── SELECTED EXTRACT

The Ballad of Isy Jones
The Ace Backwords Report
  (journal entry) February 4, 2007, SUPER SUNDAY!!!

     I have this almost unbearable sadness in me now.  I wonder if its finally taken ahold of me for good.  This battle I've fought all my life.
     Isy Jones's death last month -- jumping in front of a train in final, permanent, agonizing torment -- was like some final nail in my coffin.
     I can't help thinking of that period -- 1993 and 1994 -- which I always look back on in my mind's eye as an endless sunny, summer day.  We were all young and strong and full of hope for some glorious Future that we were sure was just around the corner if we could just hot-wire the thing.  Hot-wire Reality.
     Now, 13 painful years later, I sit back and watch all the people dying horrible, agonizing deaths, one after another.  Its like we're getting picked off, one after another.  And I'm next.  I look at the list of names on the TELEGRAPH AVENUE STREET MUSIC CD  -- Anthony, Monk, Comatoes, Charles, Zack, Duncan, Isy, etc -- and watch them wiping out, one after another.  Coming to bad ends.
     You wonder if you're under some kind of curse.
     I'm vaguley haunted by my last interaction with Isy (Am I fated to end all these games -- all my "relationships" -- on a losing note, an unresolved note?).
     It was around December 9th (as I count the days backwards, as I always do, realize its already been almost 2 months, as the memory of Isy and everything that he once was, rushes into the Oblivion of the past)...

     Isy, on his own accord, has approached me and eagerly offered to buy me a $20 bag of chrystal meth if I've got the dough.  He's got it all lined up.
     "This isn't going to be a complicated deal?" I ask, as I always ask with Isy, from painful past experiences, having wasted 6 or 7 hours waiting around on a dark street-corner, only to get burned by Isy, on "simple, easy deals" Isy had set up before.   So I tend to stress that point before I get into a weird "situation" with weird people, and Godknowswhat (factor in the generally deranging power of  chrystal meth, and the fact that virtually every person involved in "the deal" is angling to burn you, plus the cop/paranoia/arrest factor, plus the generally complicated nature of ANY free-lance entrepenuerial enterprise of commerce involving more than 4 people (3 of whom are insane, including me) in complex patterns of social behavior -- and you have all the ingredients for a "complicated" situation.

────
── DATA ROWS

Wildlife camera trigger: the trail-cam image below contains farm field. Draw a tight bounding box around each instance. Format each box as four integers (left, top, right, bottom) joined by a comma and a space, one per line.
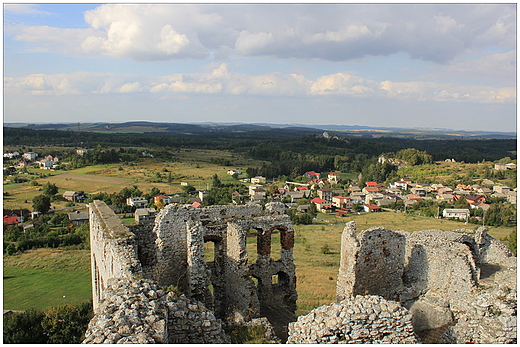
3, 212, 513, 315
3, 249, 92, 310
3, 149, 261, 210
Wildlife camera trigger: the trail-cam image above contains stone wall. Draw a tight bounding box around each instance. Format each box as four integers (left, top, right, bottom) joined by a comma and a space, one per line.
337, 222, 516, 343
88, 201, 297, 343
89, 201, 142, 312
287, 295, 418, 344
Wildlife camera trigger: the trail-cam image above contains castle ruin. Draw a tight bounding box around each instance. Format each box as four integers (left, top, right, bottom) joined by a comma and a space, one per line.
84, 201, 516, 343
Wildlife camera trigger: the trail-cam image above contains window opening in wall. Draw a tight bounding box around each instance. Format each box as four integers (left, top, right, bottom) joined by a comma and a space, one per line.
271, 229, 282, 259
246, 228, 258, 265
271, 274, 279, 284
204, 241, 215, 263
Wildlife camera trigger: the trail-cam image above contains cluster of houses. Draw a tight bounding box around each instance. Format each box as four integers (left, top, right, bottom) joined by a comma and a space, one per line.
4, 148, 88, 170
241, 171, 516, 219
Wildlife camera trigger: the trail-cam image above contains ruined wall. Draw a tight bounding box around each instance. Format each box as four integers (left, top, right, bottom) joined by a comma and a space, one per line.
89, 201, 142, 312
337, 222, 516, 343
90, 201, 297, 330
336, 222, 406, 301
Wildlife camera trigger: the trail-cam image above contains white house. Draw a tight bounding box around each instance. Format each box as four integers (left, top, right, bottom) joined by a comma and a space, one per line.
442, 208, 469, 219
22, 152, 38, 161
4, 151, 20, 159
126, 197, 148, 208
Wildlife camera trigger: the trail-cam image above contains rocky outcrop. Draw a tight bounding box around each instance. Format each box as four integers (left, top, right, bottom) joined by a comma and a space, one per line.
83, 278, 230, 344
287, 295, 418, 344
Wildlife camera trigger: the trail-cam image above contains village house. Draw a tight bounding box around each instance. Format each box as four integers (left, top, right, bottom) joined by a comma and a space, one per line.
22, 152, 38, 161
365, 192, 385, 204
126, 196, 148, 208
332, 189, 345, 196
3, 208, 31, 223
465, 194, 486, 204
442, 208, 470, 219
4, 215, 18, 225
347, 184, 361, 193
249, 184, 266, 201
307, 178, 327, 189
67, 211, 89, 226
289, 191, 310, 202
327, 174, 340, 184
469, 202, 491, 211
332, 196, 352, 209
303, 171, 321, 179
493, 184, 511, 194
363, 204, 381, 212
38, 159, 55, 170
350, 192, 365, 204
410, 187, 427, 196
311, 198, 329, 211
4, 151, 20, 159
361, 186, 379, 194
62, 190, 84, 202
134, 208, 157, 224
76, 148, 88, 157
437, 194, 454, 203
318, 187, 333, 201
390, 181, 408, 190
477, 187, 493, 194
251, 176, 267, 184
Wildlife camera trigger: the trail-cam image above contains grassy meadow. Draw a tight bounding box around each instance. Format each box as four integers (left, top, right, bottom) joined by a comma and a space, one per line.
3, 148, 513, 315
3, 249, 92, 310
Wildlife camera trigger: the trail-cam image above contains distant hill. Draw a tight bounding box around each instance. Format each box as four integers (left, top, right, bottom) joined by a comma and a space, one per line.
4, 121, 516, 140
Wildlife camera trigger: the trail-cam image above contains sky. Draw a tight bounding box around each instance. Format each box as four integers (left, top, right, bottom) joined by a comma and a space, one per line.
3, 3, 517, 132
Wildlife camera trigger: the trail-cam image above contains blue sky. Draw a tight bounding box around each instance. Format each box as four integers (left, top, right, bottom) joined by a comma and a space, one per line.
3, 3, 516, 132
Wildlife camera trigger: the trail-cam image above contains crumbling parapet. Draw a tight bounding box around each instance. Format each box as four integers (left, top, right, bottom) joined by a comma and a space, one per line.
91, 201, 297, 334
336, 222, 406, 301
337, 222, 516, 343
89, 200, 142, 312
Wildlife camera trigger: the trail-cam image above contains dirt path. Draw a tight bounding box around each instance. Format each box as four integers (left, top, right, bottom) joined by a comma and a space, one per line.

────

YOUR TASKS –
• a. In the journal entry about Isy Jones, begin at the words "You wonder if" and stop after "all lined up.". Rewrite that stretch with "Oblivion" changed to "Void".
• b. Name every person the journal entry about Isy Jones lists from the Telegraph Avenue Street Music CD.
• c. Continue the journal entry about Isy Jones from its last sentence.

TASK-BY-TASK ANSWERS –
• a.
You wonder if you're under some kind of curse.
     I'm vaguley haunted by my last interaction with Isy (Am I fated to end all these games -- all my "relationships" -- on a losing note, an unresolved note?).
     It was around December 9th (as I count the days backwards, as I always do, realize its already been almost 2 months, as the memory of Isy and everything that he once was, rushes into the Void of the past)...

     Isy, on his own accord, has approached me and eagerly offered to buy me a $20 bag of chrystal meth if I've got the dough.  He's got it all lined up.

• b. Anthony, Monk, Comatoes, Charles, Zack, Duncan, Isy

• c.
     "No, I'll be right back!  I got it all set up in the Park!" insists Isy, with that air of frantic urgency that Isy always got when involved with all things chrystal methamphetamine (arms jerking up in the air as he talked, etc.)
     "Okay," I said, making that fateful, and sometimes fatal, commitment of pressing the $20 bill into Isy's hand (Flashing on the memory of another time I had slipped Isy a bill in similar circumstances, Isy walked off and returned 6 hour later, empty-handed,alas, but at least he returned my bill THAT time -- a minor miracle in itself -- but what was odd was the bill itself -- it was crumpled and wrinkled almost beyond belief, with this strange, glossy sheen to the surface, as if Isy had been frantically rubbing and carressing and folding and unfolding the bill non-stop, with enormous finger pressure for the entire 6 hours the bill was stuffed in his pocket.).
     About 15 LONG minutes later, Isy did in fact return.
     "Lets for for a walk," he said.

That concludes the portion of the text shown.